### Objetivo:
Reproduza literalmente apenas o trecho do material abaixo que começa na linha que contém "handle in the photo below." e termina na linha que contém "(366, 1187)", com as duas linhas incluídas.

Entradas de apontamento de objetos rotulados:
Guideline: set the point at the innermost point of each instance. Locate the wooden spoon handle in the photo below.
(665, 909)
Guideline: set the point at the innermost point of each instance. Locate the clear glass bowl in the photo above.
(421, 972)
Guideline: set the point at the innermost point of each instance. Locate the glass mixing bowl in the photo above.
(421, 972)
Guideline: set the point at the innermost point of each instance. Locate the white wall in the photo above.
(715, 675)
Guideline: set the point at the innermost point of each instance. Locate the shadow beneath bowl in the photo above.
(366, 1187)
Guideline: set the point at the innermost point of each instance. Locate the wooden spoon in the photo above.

---

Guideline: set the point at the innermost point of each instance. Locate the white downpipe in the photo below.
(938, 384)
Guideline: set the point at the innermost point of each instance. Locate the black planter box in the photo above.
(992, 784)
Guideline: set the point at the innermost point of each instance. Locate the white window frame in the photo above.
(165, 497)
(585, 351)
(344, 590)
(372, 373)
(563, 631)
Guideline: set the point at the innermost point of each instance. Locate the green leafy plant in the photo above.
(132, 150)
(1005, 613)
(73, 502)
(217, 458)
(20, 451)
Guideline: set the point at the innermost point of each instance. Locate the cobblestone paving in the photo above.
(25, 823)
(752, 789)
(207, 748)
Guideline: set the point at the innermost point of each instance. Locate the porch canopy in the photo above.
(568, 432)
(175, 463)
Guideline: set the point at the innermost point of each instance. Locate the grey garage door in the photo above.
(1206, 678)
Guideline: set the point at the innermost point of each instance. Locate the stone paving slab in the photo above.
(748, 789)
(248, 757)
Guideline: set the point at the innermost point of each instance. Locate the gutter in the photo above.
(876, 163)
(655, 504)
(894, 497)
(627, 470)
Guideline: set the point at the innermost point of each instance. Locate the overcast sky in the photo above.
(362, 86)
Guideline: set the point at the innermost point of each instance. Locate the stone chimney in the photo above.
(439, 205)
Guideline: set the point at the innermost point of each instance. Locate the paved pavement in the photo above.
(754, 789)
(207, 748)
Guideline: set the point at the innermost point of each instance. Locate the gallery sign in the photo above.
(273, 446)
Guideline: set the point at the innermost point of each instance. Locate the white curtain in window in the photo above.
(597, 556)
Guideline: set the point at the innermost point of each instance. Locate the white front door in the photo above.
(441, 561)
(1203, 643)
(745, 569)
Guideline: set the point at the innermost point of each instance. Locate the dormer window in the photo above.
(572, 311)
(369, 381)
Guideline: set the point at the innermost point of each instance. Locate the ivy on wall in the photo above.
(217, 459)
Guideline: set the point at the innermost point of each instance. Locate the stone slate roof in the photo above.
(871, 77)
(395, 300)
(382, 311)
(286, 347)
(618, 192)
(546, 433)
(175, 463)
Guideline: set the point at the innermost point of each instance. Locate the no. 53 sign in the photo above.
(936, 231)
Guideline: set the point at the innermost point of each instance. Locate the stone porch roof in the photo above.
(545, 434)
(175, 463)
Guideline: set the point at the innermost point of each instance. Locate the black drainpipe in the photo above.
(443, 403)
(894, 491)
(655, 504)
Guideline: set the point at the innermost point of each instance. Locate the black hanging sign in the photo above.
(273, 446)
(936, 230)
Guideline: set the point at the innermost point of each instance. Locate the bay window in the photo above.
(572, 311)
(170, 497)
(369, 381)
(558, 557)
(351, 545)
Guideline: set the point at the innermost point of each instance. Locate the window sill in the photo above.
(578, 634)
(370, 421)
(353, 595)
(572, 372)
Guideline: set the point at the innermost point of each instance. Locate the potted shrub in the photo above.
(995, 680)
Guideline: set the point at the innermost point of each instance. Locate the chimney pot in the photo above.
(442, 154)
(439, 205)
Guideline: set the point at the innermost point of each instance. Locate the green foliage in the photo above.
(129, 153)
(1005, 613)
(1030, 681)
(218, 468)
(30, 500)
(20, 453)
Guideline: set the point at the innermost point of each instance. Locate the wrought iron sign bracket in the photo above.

### Resposta do exercício:
Guideline: set the point at the innermost point of each instance. Locate the wooden spoon handle in the photo below.
(665, 909)
Guideline: set the point at the innermost point of each instance. Locate the clear glass bowl in the photo above.
(421, 972)
Guideline: set the point at the innermost point of each instance. Locate the glass mixing bowl in the photo above.
(421, 972)
Guideline: set the point at the innermost point of each instance. Locate the white wall in the photo above.
(715, 675)
Guideline: set the point at the innermost point of each instance. Locate the shadow beneath bowl in the photo above.
(366, 1187)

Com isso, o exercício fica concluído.